请在下列条目中找出所有包含字符串“shirt”的行，并逐行照抄出来。匹配时须区分大小写。

**存储数据**

↓↓↓

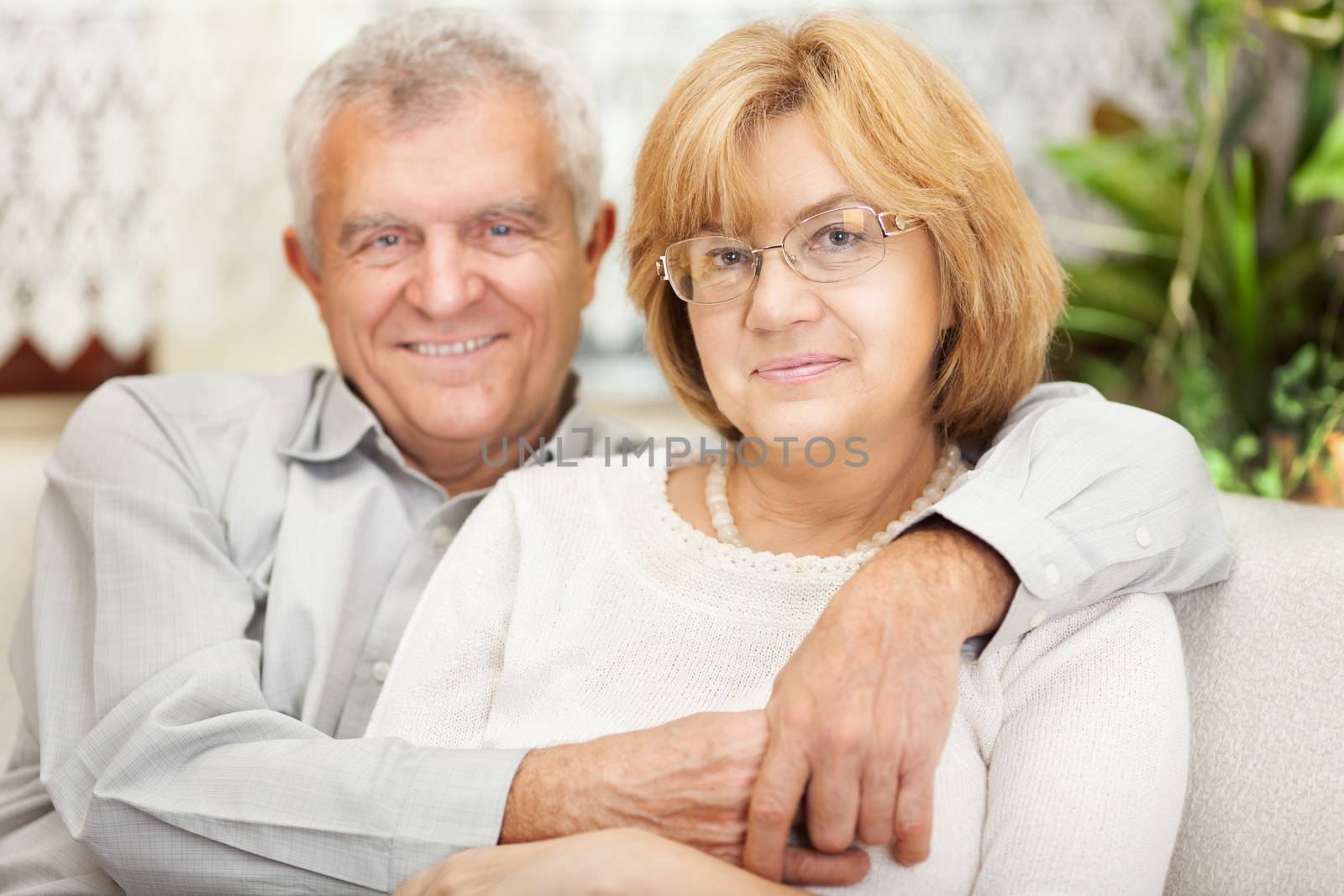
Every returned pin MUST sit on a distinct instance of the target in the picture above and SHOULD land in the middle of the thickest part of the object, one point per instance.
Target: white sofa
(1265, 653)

↑↑↑
↓↓↓

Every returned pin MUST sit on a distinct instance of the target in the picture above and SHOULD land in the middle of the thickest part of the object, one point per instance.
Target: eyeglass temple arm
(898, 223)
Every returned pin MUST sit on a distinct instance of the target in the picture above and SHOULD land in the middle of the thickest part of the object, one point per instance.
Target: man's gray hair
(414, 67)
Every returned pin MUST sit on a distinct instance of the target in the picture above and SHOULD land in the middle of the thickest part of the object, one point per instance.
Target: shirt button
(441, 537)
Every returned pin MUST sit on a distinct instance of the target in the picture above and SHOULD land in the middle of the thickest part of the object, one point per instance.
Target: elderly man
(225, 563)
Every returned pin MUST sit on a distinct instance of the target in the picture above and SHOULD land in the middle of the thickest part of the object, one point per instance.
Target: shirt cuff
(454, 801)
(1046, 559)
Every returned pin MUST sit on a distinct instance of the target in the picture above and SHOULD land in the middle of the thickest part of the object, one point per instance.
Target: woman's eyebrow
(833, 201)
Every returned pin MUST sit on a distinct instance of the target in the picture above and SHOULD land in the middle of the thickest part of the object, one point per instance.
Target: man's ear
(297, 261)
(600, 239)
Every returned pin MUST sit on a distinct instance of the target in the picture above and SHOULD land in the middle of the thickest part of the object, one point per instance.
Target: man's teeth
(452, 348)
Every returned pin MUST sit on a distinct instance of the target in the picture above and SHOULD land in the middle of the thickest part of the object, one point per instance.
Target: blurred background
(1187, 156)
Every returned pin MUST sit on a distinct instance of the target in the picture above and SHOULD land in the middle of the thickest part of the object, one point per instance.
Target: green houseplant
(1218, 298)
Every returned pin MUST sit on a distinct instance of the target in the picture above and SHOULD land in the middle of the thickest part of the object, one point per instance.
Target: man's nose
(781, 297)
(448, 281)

↑↑↑
↓↓↓

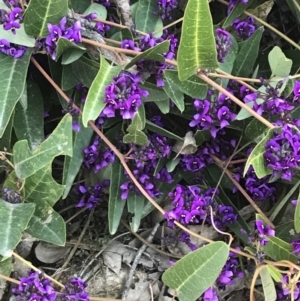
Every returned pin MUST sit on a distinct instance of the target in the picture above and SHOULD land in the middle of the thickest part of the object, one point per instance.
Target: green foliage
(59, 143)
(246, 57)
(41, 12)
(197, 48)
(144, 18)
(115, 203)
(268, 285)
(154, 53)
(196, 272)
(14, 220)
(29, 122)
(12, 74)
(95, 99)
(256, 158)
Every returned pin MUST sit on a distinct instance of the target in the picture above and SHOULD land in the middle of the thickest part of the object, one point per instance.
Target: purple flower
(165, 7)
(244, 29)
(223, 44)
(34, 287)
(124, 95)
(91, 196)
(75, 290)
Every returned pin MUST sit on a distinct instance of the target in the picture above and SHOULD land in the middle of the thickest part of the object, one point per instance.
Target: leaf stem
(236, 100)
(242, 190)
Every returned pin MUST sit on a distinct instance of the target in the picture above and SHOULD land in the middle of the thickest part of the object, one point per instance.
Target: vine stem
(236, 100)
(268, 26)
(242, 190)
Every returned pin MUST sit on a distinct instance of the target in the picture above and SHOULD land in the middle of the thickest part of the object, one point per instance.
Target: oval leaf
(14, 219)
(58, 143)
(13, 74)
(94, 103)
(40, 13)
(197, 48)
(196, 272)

↑↑↑

**完整回答**
Target: shirt button
Target: shirt cuff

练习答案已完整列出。